# Written problem 1:
Write out everything in the records from the line containing "Query: white t-shirt" down to the last line of the records as a JSON list of strings, one string per line, leaving out blank lines.

What better way to pay homage to the ennobling power of cinema than by writing about a film that is itself a metaphor for why we watch films? Now, thinking too long hurts my head, and the 30 seconds I allotted this threw up three: Hitchcock's "Rear Window," De Palma's "Body Double," and Woody Allen's "The Purple Rose of Cairo."

The first film seems to think that we're cold, self-obsessed creatures, who look screen-wards - forever judging, forever condemning - merely because we want to say, "See? That's what people are like, and that is why I want no part of them." The second film, more darkly humourous than the first, adds to this that perhaps we watch because we're perverts who like to get our rocks off on-screen, as we can't get any off it. And the third, wittier than the first two put together, writes us off as people who escape into a reel because we're cowards who cannot face up to anyone or anything in the real world; and even when cinema does offer us a pearl that we could use in our lives, we're inclined to dismiss it as "unreal," and of no value in our world of bricks and mortar, of flesh and blood.

# Records supplied:
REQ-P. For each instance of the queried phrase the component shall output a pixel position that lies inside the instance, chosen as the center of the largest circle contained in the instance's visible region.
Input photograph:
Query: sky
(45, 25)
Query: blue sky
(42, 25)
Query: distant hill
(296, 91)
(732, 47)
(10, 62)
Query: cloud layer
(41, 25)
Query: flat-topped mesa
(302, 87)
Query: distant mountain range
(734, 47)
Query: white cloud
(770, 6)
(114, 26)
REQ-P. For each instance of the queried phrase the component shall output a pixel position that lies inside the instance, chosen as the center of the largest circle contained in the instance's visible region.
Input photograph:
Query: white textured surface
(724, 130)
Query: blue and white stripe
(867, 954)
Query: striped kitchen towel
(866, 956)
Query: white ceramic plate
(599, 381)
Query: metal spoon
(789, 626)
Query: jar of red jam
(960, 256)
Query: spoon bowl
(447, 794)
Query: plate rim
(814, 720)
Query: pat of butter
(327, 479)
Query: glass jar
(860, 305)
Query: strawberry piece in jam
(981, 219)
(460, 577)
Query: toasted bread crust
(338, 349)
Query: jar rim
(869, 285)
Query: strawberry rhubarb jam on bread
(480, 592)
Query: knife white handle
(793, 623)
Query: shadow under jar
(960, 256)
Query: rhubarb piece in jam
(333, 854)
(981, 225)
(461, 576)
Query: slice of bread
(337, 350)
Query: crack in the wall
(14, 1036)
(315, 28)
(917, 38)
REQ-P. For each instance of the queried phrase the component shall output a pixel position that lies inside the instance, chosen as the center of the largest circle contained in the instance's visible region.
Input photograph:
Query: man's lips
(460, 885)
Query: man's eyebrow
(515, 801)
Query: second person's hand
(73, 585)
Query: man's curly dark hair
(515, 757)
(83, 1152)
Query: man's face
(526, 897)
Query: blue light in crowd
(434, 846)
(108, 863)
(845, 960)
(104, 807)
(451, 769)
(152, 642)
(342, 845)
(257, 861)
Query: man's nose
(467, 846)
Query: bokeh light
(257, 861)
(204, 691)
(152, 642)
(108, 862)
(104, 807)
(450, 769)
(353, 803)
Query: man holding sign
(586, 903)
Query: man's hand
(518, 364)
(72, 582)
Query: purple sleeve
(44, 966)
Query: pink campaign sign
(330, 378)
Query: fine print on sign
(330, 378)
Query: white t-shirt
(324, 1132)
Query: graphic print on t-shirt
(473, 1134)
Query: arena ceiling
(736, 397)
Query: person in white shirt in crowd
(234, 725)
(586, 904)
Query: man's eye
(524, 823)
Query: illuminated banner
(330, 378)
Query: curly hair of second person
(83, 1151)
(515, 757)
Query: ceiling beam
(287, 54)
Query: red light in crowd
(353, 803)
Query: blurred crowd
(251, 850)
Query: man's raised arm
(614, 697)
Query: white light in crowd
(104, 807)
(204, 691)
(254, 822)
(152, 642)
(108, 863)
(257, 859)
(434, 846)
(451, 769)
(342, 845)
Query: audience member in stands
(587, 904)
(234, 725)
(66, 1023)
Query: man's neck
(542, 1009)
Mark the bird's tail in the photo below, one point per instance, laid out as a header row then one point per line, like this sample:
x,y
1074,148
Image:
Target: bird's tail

# Written problem 2:
In the passage about films, which film does the writer describe as wittier than the other two put together?

# Complete response 1:
[
  "Query: white t-shirt",
  "(324, 1132)",
  "Query: graphic print on t-shirt",
  "(473, 1134)",
  "Query: arena ceiling",
  "(736, 397)",
  "Query: person in white shirt in crowd",
  "(234, 725)",
  "(586, 904)",
  "Query: man's eye",
  "(524, 823)",
  "Query: illuminated banner",
  "(330, 378)",
  "Query: curly hair of second person",
  "(83, 1151)",
  "(515, 757)",
  "Query: ceiling beam",
  "(287, 54)",
  "Query: red light in crowd",
  "(353, 803)",
  "Query: blurred crowd",
  "(251, 850)",
  "Query: man's raised arm",
  "(614, 697)",
  "Query: white light in crowd",
  "(104, 807)",
  "(204, 691)",
  "(254, 822)",
  "(152, 642)",
  "(108, 863)",
  "(257, 859)",
  "(434, 846)",
  "(451, 769)",
  "(342, 845)",
  "Query: audience member in stands",
  "(587, 904)",
  "(234, 725)",
  "(66, 1023)",
  "Query: man's neck",
  "(542, 1009)",
  "Mark the bird's tail in the photo below, one point per instance, laid out as a header row then one point per line, like this sample:",
  "x,y",
  "1074,148",
  "Image:",
  "Target: bird's tail"
]

# Complete response 2:
Woody Allen's "The Purple Rose of Cairo."